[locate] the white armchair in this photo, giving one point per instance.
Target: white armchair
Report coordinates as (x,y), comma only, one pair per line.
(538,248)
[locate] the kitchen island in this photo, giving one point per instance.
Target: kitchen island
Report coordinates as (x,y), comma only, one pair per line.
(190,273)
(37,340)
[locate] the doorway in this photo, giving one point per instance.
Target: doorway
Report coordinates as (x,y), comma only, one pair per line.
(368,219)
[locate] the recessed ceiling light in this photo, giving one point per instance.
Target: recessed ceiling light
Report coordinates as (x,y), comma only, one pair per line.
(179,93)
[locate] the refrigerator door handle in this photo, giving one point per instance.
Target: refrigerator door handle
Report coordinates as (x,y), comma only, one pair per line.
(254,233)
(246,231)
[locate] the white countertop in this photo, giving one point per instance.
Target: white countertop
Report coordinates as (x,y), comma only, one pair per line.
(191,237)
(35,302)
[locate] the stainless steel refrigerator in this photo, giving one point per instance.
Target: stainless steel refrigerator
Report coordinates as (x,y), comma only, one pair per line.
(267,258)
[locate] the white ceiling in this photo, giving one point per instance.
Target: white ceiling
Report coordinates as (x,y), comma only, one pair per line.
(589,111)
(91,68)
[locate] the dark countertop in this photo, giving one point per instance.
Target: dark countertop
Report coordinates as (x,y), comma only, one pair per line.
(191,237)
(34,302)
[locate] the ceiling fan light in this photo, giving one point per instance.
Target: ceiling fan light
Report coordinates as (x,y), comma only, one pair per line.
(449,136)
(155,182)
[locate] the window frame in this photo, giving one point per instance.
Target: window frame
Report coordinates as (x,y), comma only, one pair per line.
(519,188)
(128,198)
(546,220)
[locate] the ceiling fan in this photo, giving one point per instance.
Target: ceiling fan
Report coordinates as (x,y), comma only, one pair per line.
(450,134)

+--

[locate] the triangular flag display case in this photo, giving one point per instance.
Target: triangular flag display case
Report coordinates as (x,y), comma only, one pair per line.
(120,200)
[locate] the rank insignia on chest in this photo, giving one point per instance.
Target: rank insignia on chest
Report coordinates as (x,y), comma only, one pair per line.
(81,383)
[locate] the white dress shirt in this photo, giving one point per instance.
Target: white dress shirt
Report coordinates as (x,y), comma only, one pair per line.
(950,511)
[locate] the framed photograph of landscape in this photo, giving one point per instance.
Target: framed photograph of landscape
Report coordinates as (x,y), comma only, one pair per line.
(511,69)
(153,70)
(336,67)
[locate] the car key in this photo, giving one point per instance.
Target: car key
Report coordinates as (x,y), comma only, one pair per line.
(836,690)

+--

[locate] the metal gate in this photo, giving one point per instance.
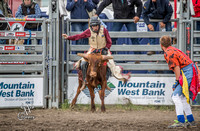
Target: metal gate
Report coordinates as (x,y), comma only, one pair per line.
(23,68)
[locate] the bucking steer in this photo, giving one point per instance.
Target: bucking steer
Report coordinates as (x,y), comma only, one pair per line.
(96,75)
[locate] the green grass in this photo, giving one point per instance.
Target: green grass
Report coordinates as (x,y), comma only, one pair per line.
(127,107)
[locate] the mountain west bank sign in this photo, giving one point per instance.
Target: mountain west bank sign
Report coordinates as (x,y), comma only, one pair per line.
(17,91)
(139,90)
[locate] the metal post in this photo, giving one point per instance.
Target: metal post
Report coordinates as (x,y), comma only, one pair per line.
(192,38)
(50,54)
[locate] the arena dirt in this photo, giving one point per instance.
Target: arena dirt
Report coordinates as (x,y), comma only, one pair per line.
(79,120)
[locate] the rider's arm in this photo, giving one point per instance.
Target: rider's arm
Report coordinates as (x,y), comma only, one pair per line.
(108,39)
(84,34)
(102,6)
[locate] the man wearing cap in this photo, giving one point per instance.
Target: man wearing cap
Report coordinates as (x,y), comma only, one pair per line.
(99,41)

+--

STATED TASK: Find every line in the data above that has the word "bucking", and copy each of those lines.

FINAL RESULT:
[locate] the bucking steer in this photo, giving one point per instance.
Target: bucking steer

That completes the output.